[[ DATA SUPPLIED open ]]
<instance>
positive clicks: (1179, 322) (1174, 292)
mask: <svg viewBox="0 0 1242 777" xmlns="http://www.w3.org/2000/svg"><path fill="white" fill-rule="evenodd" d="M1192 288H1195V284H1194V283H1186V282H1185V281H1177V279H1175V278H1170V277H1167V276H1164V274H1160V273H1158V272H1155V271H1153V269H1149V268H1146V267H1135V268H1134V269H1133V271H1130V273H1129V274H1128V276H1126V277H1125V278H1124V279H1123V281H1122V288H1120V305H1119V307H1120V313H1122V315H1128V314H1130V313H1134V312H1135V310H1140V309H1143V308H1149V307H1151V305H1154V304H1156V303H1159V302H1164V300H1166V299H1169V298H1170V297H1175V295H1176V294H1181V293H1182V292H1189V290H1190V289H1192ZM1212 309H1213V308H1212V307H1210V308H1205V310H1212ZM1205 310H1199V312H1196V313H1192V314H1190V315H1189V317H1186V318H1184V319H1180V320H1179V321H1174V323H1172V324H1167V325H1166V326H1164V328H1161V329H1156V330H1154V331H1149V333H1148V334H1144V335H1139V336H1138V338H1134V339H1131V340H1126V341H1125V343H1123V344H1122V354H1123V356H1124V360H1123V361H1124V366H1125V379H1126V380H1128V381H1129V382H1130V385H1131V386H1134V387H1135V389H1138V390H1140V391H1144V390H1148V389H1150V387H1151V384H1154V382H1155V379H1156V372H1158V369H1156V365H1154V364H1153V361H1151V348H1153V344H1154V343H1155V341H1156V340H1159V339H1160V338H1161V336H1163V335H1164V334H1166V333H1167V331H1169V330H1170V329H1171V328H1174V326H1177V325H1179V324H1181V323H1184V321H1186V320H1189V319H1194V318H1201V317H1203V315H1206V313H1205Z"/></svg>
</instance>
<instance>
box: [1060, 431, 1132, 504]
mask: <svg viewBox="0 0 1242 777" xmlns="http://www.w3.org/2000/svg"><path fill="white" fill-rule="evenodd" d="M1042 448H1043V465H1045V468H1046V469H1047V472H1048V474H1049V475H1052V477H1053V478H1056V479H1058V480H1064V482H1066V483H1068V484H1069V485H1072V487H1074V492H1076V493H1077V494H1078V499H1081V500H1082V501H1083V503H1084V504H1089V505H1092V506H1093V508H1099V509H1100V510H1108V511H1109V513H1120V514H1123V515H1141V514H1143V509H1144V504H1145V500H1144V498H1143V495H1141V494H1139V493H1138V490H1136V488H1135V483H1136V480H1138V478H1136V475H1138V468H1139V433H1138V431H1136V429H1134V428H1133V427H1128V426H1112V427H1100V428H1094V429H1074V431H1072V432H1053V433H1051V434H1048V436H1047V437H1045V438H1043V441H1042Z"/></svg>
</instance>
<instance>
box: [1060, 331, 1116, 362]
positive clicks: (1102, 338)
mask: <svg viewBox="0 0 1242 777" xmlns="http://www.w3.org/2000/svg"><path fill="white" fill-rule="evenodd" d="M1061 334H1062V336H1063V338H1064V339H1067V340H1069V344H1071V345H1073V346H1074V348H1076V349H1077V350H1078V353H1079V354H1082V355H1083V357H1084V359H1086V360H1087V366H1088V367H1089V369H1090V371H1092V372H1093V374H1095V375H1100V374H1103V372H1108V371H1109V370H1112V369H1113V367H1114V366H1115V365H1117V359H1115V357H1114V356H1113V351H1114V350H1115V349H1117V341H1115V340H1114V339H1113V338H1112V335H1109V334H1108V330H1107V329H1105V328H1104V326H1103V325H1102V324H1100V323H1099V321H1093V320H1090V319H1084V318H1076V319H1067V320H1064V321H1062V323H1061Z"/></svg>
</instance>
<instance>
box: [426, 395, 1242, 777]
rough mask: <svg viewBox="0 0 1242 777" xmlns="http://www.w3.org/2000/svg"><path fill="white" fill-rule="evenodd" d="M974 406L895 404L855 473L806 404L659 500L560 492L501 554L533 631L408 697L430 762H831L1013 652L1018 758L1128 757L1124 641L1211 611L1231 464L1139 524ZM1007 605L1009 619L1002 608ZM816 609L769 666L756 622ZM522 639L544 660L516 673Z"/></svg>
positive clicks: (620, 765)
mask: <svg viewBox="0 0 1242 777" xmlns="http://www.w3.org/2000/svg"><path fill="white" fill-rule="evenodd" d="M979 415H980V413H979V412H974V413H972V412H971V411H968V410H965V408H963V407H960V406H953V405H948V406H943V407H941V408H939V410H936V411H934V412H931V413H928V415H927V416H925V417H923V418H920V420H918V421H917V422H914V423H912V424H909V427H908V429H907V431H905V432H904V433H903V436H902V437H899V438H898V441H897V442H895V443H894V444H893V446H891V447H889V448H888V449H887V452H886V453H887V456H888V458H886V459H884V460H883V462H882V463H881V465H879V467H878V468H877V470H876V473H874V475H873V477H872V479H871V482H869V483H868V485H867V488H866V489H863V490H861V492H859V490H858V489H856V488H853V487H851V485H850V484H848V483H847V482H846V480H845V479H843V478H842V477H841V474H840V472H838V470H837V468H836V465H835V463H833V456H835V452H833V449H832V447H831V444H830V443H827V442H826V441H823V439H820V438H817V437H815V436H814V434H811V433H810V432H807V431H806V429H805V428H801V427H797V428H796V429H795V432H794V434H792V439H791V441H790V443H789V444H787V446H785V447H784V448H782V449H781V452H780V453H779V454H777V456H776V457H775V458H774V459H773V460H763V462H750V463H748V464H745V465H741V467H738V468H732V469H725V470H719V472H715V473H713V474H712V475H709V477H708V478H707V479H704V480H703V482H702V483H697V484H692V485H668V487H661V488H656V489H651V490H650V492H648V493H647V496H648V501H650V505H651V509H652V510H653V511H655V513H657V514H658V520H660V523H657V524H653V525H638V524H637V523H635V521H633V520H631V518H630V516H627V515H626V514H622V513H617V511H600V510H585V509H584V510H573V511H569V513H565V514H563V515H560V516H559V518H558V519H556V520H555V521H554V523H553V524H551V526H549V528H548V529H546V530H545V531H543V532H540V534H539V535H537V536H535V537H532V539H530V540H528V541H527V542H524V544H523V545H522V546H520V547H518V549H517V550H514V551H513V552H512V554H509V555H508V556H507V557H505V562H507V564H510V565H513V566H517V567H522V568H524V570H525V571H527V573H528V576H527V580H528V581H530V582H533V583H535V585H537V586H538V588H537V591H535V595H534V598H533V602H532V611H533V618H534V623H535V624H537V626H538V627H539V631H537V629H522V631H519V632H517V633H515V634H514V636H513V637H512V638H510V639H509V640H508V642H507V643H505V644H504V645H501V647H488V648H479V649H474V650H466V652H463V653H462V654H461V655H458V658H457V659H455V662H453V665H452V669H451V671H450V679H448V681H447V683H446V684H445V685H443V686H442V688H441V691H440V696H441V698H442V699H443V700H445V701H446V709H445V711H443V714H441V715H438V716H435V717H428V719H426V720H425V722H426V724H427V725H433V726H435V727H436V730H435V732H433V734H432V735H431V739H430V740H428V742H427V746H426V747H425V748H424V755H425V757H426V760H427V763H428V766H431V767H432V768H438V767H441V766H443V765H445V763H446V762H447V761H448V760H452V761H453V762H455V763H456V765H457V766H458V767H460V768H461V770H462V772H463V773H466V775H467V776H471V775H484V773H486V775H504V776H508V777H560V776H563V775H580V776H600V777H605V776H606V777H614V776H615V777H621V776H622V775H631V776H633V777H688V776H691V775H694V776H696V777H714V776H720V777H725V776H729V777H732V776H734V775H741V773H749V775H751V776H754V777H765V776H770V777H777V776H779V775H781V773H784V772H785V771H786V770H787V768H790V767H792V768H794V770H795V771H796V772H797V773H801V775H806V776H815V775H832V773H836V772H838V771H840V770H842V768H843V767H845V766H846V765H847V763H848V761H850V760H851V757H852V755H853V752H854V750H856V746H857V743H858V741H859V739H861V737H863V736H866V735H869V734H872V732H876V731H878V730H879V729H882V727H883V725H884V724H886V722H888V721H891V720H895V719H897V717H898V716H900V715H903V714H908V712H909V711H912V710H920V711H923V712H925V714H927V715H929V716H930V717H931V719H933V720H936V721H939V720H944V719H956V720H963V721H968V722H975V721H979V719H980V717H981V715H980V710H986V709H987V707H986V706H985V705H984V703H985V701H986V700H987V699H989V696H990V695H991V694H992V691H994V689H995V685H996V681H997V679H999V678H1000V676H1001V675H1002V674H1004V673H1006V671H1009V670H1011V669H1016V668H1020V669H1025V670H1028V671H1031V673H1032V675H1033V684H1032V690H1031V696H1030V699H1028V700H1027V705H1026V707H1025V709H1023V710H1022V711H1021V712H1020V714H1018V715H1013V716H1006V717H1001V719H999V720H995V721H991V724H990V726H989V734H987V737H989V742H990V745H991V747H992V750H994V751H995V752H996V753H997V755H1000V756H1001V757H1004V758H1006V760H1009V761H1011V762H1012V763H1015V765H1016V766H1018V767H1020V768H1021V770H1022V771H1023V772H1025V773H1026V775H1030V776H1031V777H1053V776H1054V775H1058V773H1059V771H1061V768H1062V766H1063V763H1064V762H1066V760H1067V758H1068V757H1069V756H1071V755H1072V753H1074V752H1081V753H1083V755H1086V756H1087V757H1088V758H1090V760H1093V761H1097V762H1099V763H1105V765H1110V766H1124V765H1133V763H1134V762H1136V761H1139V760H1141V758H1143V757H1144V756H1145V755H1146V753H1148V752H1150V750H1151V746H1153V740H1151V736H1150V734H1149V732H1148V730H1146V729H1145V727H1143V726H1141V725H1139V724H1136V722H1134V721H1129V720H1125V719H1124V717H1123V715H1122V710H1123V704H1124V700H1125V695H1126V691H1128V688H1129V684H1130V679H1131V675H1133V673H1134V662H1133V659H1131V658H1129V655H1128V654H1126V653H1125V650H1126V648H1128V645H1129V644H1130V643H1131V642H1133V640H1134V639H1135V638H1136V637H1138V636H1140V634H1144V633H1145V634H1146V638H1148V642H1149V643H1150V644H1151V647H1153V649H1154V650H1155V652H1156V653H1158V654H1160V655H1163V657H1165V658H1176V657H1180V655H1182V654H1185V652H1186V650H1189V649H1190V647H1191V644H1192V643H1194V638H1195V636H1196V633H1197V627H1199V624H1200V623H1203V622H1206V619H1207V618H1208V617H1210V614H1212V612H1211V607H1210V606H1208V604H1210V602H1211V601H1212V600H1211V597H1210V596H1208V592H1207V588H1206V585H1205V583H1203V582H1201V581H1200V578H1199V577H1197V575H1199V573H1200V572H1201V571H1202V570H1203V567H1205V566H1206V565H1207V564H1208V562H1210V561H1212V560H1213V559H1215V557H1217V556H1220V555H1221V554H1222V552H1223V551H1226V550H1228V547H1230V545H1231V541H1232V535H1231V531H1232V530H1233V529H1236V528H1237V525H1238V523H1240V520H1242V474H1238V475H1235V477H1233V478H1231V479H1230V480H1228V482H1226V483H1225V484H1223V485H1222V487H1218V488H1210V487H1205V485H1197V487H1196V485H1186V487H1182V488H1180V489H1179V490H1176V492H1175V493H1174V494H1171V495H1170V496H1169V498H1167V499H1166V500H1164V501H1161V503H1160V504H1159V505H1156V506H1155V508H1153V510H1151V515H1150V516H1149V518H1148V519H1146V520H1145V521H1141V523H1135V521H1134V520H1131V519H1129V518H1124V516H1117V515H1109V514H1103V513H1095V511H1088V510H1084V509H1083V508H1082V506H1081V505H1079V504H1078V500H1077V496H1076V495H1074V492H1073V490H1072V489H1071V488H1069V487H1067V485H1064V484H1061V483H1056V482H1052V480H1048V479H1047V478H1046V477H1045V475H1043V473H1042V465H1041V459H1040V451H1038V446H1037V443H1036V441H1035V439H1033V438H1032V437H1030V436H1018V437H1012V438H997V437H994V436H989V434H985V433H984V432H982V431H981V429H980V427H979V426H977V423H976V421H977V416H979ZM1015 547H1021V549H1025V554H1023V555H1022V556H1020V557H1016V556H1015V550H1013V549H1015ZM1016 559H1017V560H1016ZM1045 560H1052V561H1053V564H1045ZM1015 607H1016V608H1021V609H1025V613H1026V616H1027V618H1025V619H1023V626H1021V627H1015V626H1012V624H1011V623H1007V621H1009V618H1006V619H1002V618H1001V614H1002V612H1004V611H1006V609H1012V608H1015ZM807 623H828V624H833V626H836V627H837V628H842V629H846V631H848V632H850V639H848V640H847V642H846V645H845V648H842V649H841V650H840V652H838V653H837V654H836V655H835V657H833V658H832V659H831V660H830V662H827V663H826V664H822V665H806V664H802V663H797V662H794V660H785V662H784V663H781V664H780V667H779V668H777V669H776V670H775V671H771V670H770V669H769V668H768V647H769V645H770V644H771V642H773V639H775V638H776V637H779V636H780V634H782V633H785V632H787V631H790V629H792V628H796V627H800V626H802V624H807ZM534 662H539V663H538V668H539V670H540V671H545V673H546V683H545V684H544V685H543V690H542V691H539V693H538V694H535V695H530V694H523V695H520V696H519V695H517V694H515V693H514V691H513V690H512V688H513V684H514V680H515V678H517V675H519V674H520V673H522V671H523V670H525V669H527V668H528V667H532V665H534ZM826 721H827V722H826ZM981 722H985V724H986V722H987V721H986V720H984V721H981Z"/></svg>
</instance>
[[ DATA SUPPLIED closed ]]
_WORK TASK_: Which lines in the data above contain the string "positive"? Extract each of them in full.

_WRITTEN SOLUTION_:
positive clicks: (1179, 322) (1174, 292)
positive clicks: (1102, 338)
positive clicks: (620, 765)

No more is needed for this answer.